Requirement 1:
In the minimum jumps write-up, what value is returned when the end of the array can't be reached?

Selected text:
· · · · · · ·
8. Minimum Jumps

The problem can be found at the following link: Question Link

Note: Sorry for uploading late, my exam is going on.

Problem Description

Given an array arr[] of non-negative integers, where each element represents the maximum length of the jumps that can be made forward from that element, find the minimum number of jumps to reach the end of the array starting from the first element.

If an element is 0, then you cannot move through that element.

Return -1 if you can't reach the end of the array.

Example:

Input:

arr[] = {1, 3, 5, 8, 9, 2, 6, 7, 6, 8, 9}

Output:

3

Explanation:

• First jump from the 1st element to the 2nd element (value 3).

• Then jump to the 5th element (value 9).

• Finally, jump to the last element.

My Approach

1. Edge Cases:

   • If the array has only one element, we are already at the end, so the minimum jumps required is 0.

   • If the first element is 0 and the size of the array is more than 1, we cannot move forward, so return -1.

2. Initialize Variables:

   • maxReach keeps track of the farthest point we can reach at any given step.

   • steps keeps track of the remaining steps we can take within the current jump.

   • jumps counts the number of jumps required to reach the end.

3. Iterating Through the Array:

   • Iterate through the array, and for each element, update maxReach to reflect the farthest index that can be reached.

   • Decrease steps after each move.

   • If steps becomes 0, increase jumps, and if the current index is beyond maxReach, return -1.

4. Final Answer:

   • If we reach the end of the array, return the number of jumps made to get there.

Time and Auxiliary Space Complexity

• Expected Time Complexity: O(n), where n is the size of the array, because we traverse the array once.

• Expected Auxiliary Space Complexity: O(1), as we are using a constant amount of additional space for variables like maxReach, steps, and jumps.

Code (C++)
· · · · · · ·
Entries provided:
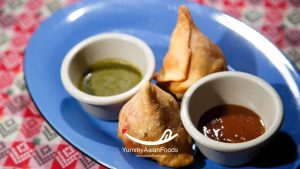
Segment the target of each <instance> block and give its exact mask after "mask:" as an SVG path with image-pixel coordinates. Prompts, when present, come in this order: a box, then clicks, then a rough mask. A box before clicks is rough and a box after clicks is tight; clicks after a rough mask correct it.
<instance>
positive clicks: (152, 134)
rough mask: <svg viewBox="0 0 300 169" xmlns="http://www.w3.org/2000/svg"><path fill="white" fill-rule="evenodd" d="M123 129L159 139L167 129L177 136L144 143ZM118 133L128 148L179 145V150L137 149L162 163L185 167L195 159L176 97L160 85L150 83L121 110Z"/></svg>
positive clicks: (167, 165)
mask: <svg viewBox="0 0 300 169" xmlns="http://www.w3.org/2000/svg"><path fill="white" fill-rule="evenodd" d="M122 129H127V131H126V133H128V134H129V135H130V136H133V137H134V138H137V139H139V140H143V141H157V140H159V139H160V137H161V136H162V135H163V133H164V131H165V130H166V129H170V130H171V131H172V133H173V135H174V134H176V133H178V136H177V137H175V138H174V139H173V140H171V141H169V142H167V143H164V144H161V145H151V146H149V145H143V144H139V143H136V142H134V141H132V140H131V139H129V138H128V137H126V135H125V134H122ZM118 136H119V138H120V139H121V140H122V141H123V143H124V145H125V147H126V148H127V149H130V148H141V149H145V148H160V147H164V148H169V149H172V148H173V149H174V148H177V150H178V152H135V153H136V154H138V155H143V156H145V157H150V158H151V159H153V160H155V161H157V162H158V163H159V164H161V165H166V166H169V167H183V166H187V165H190V164H191V163H192V162H193V161H194V156H193V150H192V144H193V142H192V138H191V137H190V136H189V135H188V133H187V132H186V130H185V129H184V127H183V125H182V122H181V119H180V114H179V108H178V105H177V102H176V100H175V99H174V98H173V97H172V96H171V95H170V94H168V93H166V92H165V91H163V90H161V89H160V88H159V87H157V86H155V85H154V84H151V83H149V82H147V83H146V84H145V85H143V86H142V87H141V89H140V91H139V92H138V93H137V94H136V95H135V96H134V97H133V98H132V99H131V100H129V101H128V102H127V103H126V104H125V105H124V106H123V108H122V109H121V111H120V115H119V126H118Z"/></svg>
· · · · · · ·
Requirement 2:
Please pull out every line of the entries that contains the string "positive".

Answer space 1:
-1

Answer space 2:
positive clicks: (152, 134)
positive clicks: (167, 165)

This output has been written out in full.